Exercise text
I've come to terms with falling behind and decided to post all of the highlights from each city!
Location: San Pedro, Guatemala
Music: Frou Frou
Feelings: I'm enjoying have time to myself to put my thoughts into words.
San Blas:
This was a small local vacation spot with very few tourists. We rode through the town to find a place to camp and ended up getting an offer from a local "restaurant" owner to camp on the sand underneath his rooftop. It was tempting but the sandflies were horrible so we found another place more towards the center of town. I had been coming down with some sort of sinus cold and had really taken a hit from the day of riding so I stayed at camp while the guys went out for dinner. It was a pretty uneventful pit stop but we all got our much needed food and sleep.
Puerto Vallarta:
This was a huge tourist city with a large enough port to fit two large cruise ships which were quite a sight to see after having been through so many small villages. We ran around most of the afternoon looking for oil and motorcycle paraphernalia. We found an RV park to camp for the night but they told us there was no room. It was already dark and we werent in the mood to find another place to stay. We talked to a number of the friendly Canadians staying there and one mentioned there was plenty of room to stay behind his camper. He and Milan went into the office and they convinced the owner to let us stay. Peter and Carole Borgman were the couple we were camping behind. Once again we were graced by the hospitality of complete strangers. We hungout with them all night and talked about life and traveling. Peter was a Gideon and his son loved to race motorcycles. In the morning they made us breakfast and coffee and wished us on our way. I'm thinking about writing a book about traveling retirees because they are some of the nicest people I've met.

Exercise requirements
a – In the travel blog post, what were the names of the couple the group camped behind in Puerto Vallarta?
b – Continue the travel blog post from its final sentence.

Data to examine
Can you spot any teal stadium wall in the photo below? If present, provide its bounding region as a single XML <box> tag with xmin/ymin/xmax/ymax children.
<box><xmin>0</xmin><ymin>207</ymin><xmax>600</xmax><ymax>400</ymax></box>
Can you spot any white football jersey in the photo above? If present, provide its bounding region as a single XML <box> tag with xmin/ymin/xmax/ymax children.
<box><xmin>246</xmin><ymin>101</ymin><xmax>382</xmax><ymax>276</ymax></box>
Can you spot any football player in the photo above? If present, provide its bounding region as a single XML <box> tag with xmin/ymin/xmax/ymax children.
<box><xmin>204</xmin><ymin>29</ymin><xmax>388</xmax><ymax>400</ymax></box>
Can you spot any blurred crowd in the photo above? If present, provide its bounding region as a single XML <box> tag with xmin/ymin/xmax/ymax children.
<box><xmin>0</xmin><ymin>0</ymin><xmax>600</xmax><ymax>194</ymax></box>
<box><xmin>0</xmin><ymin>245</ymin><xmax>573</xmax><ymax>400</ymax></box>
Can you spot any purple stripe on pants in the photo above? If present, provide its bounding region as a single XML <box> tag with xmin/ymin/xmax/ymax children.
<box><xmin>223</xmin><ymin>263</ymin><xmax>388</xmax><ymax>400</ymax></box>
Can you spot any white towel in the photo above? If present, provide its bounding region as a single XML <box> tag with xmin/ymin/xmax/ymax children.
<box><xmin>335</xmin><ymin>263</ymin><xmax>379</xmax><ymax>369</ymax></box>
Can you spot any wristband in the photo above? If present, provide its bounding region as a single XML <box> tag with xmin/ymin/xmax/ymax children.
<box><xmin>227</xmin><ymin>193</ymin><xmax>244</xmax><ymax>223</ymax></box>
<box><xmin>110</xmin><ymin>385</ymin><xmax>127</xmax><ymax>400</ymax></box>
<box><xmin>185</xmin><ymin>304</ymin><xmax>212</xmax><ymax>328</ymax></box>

Written responses
a – Peter and Carole Borgman.

b –
The Ramada at Tecoman
This was an interesting place to stop. We were on our way to Playa Azul but hadnt made good enough time to get there before dark. We were stopped at a military checkpoint and had our bags checked. The guy checking my bags was a nervous, pimply, teen carrying a gun almost as long as he was tall. He pointed to the two tubular shaped pieces of luggage (my tent and sleeping pad) that were strapped in front of my back box as a seatback. I realized I had slipped my machete between the two and began opening the pelican case on the back of my bike. I guess he assumed I didnt fully understand...
The guys with the guns suggested we go back a few hundred feet to a road that would take us to a fishing village. You may have noticed the title of this paragraph was The Ramada, but this was no Ramada Inn. The dirt road was lined with small stick huts with thatched roofs that lined the beach for a good half mile. We passed a family as they were closing their fence and asked where we should setup camp. They offered us their Ramada which fortunetly for us was the nicest one there. Milan and I rode to a small village ten minutes up the road where they had a store. I was impressed at how much they had for being in the middle of nowhere. We bought fish and beers for dinner. We we got back to the hut the guys showed us a bucket of water the owner had brought us before he left saying, "cafe para manana". The water was filled with mosquito larve and was a orangish green. Though we all had a good laugh the gesture was appreciated.
Bean had a rough night with his stomach and had to toss the cookies a few times. He was the first to get sick to this extent.
It was such a cool experience to stay in an authentic fishing hut. This was where the owner and his family came to fish and make a living and here he was offering it to a bunch of roughnecks on bikes. Traveling has showed me there are more good people in the world than we give the world credit for.
Playa Azul
We finally made it to Playa Azul and decided to stay the night instead of pushing it to Acapulco in one day. This was another small locals destination. We stayed at a small hotel with airconditioning and cable for two days and enjoyed relaxing. Nothing special here except in the middle of talking to a local expat some local boys rode up and made a drug deal. It wasnt a new thing to see except I was sitting right in the middle of it.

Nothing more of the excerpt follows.